Source text:
"""

Google Entered the Voice Search Market Yesterday, Challenging SIRI

voice search google

 

 

 

 

 

 

 

 

 

Google announced yesterday in its blog that the new Google VOICE SEARCH application for iPhone and iPad is now available in market. The highlight is - “It answers any question”. All you have to do is – Tap the microphone button, ask the question and listen to the results as well as get the answers tailored to your device, the very next second. The quality of results is bang on, enriched, targeted and much more informative, which obviously brings comparisons between each and every features embedded-within with that of SIRI. The company had already publicized back in August, on its steps to combine their speech recognition expertise that facilitates easy interpretation of questions asked and at times even speak out the results.

Google ‘Voice Search’ for a PC

Google voice search for PC

 

 

 

 

 

 

 

 

 

Voice search application by Google is also available for desktop computers. Note the microphone icon beside the search bar, hit on this and ask your question to arrive at the answer eliminating the use of your key board to type in the query.

 

 

All you need is the latest updated version of Google Chrome and a microphone connected.

Significance

Don’t be worried about your English language or ‘not-better at speaking skill’, the application is too very brilliant to recognize your foreign accent and give you the results for whatever you ask for.

Google Search excels in web-related information providing like spotting locations to dine or finding directions. More plus features in Google’s voice search are the in-page text finder and the full-screen image search facilities.

When you ask a question like, “show me the images of King Cobra”, Google search directly takes you to their image results page, whereas SIRI confirms with you whether it should perform a web search for you. Clearly annoying!

BGR reports – “I’d say the difference in speed is akin to a Formula 1 car and a Tata Nano – Google is light years ahead in this space.” That’s lots of exaggeration and kind of funny in the ‘Tata Nano’ part.

Drawbacks

Some of the people who have tried using Google’s voice search raise a concern that all questions asked never return a voice response. Question of the sort, “What team does James Harden play for?” just returns web results without a voice response. But this was not what Google guaranteed in its announcement made yesterday.

                              Google’ announcement yesterday: “The new Google Search app for iPhone and iPad helps you to do just that with enhanced voice search that answers any question with the comprehensive Google search results you know and love.”

But this was not the case when Google hinted on its ideas about launching voice search back in August. Have a look at the following lines:

                             “We’ve combined our speech recognition expertise, understanding of language and the Knowledge Graph so that Voice Search can better interpret your questions and sometimes speak the answers back as full sentences.”

SIRI performs better than Google in getting in touch with users available in your contact list, as well as provides better access to Facebook and twitter posts. SIRI is more like conversation while Google Search is more computerized, yes a robot answering you.

The application lacks system-wide functionality and thus not yet equipped to add updates to calendar, composing messages, setting alarms, and other low-level operations. However Google search manages to let the speaker sign in to his e-mail account. Silly, yet one more drawback is that I find it hard to represent this application as each and every time - “Google Voice Search”. It seriously needs a name to be represented with, alike the short and sweet ‘SIRI’, which in Tamil language means ‘smile’.

"""

Data records:
"""

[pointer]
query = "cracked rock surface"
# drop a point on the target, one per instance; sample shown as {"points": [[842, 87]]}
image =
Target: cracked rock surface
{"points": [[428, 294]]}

"""
"""

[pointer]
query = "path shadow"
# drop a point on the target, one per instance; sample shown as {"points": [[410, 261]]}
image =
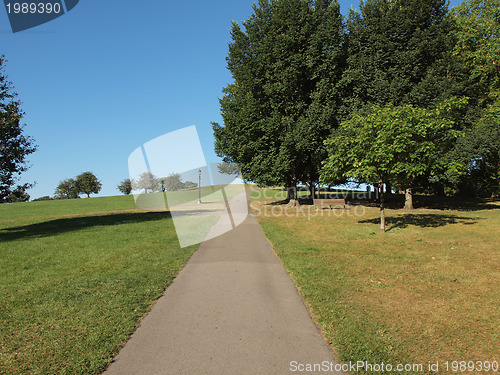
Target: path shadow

"""
"""

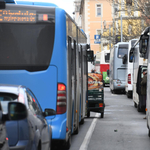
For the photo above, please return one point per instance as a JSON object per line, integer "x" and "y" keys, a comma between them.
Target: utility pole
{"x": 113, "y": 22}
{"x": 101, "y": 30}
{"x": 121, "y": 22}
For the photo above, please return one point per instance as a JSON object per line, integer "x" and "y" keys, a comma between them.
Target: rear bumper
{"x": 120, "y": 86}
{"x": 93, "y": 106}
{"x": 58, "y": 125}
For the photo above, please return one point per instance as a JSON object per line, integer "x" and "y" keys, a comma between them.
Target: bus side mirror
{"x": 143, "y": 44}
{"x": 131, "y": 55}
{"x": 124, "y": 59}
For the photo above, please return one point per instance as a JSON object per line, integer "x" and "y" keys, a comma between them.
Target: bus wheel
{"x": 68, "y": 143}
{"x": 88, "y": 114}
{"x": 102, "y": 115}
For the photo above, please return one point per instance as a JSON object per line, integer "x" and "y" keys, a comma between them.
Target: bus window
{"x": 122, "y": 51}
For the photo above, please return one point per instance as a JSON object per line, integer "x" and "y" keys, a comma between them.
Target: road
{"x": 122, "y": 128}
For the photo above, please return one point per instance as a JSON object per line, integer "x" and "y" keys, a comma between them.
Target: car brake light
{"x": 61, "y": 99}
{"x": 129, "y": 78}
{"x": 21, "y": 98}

"""

Given problem: According to the article about Google voice search, what does a desktop computer need in order to use the voice search application? Rely only on the article about Google voice search, not on the listing.

Result for this exercise: It needs the latest updated version of Google Chrome and a connected microphone.